* What you will do *
Show every line of the records below that contains the word "dresser", copying each one in full.

* Excerpts from a point labeling dataset *
★ ★ ★ ★
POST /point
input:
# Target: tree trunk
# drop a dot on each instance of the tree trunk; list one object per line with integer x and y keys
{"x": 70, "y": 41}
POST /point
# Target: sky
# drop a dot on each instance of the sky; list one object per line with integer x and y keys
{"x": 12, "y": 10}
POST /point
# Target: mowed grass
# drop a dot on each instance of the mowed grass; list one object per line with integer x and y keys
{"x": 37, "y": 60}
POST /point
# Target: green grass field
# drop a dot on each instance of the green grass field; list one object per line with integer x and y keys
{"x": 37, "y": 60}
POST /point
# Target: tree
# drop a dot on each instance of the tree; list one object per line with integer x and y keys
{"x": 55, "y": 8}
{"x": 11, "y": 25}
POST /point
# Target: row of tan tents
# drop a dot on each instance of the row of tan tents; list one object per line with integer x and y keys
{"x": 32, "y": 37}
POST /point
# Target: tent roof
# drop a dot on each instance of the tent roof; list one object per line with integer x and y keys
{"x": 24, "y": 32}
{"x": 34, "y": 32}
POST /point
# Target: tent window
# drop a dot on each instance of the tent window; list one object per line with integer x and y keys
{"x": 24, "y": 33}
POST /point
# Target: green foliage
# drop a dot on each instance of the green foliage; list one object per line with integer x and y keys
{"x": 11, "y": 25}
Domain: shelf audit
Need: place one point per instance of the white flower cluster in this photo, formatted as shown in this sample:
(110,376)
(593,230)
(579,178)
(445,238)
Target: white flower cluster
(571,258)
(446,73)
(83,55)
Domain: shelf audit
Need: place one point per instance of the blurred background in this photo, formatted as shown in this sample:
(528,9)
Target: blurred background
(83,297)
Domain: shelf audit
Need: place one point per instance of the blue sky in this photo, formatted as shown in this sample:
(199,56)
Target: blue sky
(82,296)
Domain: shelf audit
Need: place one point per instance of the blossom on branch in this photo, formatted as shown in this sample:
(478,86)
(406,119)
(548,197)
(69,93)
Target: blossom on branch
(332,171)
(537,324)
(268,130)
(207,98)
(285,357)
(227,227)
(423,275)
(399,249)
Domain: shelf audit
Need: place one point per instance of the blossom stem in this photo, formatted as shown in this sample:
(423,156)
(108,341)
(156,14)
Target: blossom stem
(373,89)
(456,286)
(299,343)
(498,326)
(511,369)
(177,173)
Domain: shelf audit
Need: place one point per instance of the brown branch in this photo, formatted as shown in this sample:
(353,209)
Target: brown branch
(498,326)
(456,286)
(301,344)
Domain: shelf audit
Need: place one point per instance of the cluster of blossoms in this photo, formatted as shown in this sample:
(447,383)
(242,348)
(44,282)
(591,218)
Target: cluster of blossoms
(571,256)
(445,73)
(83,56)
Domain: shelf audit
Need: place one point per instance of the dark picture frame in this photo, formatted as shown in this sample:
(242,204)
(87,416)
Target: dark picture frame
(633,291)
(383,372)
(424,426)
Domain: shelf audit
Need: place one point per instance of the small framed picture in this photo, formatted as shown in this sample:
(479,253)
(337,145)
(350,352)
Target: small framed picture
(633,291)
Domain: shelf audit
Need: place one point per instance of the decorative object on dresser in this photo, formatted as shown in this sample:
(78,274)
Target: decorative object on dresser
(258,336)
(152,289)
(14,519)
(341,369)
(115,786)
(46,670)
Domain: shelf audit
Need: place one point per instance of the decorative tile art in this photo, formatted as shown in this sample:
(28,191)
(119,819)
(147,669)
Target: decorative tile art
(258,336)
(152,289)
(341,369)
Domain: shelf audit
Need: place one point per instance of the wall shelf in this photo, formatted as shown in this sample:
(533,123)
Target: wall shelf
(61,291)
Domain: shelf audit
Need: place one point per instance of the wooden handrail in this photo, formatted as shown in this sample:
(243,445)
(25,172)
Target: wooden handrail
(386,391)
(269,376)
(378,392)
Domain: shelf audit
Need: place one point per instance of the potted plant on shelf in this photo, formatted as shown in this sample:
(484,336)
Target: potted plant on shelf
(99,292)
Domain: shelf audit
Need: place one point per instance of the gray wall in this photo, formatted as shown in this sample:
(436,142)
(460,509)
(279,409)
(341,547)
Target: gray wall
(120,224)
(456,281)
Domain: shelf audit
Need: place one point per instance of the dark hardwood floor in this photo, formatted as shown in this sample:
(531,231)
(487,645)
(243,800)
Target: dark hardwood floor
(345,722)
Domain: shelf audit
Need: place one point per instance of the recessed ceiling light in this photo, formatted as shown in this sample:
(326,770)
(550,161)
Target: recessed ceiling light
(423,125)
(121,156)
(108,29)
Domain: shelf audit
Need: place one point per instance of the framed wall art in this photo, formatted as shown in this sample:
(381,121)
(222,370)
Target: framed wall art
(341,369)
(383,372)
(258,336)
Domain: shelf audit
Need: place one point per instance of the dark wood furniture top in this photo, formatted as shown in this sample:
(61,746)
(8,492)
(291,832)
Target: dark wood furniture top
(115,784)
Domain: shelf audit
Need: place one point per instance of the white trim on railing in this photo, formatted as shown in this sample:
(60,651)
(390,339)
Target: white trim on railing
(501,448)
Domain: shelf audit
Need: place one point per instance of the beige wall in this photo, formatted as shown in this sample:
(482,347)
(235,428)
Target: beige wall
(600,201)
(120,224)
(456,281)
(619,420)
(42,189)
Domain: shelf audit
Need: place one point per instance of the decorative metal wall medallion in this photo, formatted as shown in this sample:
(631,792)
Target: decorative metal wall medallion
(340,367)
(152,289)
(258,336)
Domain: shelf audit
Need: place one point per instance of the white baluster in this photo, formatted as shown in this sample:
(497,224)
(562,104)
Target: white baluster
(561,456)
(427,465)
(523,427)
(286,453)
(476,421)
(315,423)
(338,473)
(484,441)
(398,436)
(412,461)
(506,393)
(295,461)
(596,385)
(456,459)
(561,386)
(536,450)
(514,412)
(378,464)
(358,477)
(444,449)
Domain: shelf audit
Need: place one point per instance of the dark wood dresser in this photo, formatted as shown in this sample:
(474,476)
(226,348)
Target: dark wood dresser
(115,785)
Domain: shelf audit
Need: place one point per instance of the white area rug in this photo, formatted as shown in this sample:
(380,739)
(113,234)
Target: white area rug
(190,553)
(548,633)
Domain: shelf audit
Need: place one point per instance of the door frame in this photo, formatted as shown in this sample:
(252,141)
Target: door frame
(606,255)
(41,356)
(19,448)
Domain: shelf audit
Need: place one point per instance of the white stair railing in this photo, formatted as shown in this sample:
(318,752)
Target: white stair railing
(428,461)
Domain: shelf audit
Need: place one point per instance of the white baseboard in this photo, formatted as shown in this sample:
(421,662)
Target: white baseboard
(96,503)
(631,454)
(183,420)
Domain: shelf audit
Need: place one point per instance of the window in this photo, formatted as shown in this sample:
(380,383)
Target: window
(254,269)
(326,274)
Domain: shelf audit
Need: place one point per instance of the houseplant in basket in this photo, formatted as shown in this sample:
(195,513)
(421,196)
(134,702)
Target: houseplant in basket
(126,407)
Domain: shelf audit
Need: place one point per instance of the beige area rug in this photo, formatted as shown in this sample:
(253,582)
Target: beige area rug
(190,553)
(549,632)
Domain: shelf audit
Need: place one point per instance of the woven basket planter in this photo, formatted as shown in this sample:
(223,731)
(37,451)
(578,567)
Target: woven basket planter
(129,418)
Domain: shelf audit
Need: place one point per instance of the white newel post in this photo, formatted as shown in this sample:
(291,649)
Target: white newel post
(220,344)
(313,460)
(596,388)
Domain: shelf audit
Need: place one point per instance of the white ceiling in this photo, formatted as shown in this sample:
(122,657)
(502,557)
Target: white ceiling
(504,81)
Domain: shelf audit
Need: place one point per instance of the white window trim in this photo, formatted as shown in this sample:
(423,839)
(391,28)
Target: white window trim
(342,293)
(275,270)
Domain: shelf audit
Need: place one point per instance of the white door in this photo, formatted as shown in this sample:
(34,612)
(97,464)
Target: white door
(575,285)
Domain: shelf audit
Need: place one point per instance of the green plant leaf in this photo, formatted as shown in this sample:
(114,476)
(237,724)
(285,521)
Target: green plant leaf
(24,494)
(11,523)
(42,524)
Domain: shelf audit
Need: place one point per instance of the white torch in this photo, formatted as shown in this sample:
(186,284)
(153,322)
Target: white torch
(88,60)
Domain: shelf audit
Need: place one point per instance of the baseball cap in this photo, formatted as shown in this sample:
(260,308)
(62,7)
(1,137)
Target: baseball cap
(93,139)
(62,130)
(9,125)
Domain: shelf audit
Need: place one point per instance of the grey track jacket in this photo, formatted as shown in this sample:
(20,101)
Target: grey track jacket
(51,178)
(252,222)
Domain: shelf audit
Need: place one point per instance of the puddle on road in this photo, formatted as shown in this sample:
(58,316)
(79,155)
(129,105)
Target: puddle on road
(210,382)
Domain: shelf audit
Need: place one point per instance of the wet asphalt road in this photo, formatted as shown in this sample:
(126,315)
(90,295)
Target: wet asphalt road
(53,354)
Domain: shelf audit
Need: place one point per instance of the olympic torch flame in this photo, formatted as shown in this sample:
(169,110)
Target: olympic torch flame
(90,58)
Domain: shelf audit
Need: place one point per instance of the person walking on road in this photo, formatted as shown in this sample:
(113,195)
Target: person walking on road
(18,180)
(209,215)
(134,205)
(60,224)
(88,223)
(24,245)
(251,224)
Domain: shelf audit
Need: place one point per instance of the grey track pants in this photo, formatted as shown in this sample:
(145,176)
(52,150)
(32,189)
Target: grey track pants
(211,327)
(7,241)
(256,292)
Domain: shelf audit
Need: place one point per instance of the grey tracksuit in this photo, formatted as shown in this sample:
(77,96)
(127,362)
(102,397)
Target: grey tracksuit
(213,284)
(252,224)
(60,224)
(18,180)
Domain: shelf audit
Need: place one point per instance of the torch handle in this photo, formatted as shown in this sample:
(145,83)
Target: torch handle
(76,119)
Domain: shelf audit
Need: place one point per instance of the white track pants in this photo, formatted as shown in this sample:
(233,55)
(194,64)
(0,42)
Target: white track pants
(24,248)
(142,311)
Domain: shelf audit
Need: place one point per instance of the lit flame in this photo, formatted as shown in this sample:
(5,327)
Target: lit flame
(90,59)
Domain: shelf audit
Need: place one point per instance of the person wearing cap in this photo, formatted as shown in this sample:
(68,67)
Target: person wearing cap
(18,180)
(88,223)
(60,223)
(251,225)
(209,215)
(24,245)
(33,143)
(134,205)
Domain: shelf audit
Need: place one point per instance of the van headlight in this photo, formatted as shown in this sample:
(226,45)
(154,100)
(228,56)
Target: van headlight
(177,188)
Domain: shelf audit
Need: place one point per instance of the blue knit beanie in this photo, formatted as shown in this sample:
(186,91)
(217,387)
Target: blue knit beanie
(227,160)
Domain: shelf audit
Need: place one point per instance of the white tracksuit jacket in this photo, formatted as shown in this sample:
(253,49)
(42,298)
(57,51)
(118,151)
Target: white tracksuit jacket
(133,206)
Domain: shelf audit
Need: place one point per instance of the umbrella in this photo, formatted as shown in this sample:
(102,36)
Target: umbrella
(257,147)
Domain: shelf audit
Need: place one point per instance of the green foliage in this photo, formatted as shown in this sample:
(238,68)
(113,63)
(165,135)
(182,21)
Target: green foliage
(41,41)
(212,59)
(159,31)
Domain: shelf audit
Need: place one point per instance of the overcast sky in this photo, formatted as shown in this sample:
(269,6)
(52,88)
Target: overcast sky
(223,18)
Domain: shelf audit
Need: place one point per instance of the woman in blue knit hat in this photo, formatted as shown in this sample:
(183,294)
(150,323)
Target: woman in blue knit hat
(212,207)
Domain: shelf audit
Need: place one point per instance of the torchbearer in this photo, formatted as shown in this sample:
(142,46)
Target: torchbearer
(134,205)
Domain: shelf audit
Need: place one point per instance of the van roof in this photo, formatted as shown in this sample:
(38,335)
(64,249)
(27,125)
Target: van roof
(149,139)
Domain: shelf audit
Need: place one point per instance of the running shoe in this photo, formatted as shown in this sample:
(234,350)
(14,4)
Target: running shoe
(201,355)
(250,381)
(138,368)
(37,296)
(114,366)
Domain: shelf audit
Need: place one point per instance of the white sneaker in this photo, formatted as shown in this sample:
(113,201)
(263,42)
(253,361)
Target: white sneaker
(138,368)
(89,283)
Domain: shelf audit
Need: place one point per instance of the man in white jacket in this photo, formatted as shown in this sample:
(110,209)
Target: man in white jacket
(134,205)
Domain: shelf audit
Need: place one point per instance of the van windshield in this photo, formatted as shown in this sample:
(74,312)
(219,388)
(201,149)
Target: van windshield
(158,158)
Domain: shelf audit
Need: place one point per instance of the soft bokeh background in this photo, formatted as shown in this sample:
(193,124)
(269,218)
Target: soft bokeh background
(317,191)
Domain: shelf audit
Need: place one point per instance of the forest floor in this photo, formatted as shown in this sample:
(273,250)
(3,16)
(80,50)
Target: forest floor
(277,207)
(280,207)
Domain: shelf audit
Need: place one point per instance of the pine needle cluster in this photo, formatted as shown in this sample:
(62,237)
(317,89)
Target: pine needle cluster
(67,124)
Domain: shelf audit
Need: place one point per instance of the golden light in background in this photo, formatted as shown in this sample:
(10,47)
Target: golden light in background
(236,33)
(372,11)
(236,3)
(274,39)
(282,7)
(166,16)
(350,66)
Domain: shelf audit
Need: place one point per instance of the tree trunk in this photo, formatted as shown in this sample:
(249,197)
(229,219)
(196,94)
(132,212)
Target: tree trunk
★ ★ ★ ★
* Answer to the exercise *
Need: place one point per instance of the decorative object on dresser in this photo, formatted as shown in this sample:
Target: decorative object on dresser
Need: place one point per instance of the dark wood dresser in this photo, formatted as shown in this sample:
Target: dark wood dresser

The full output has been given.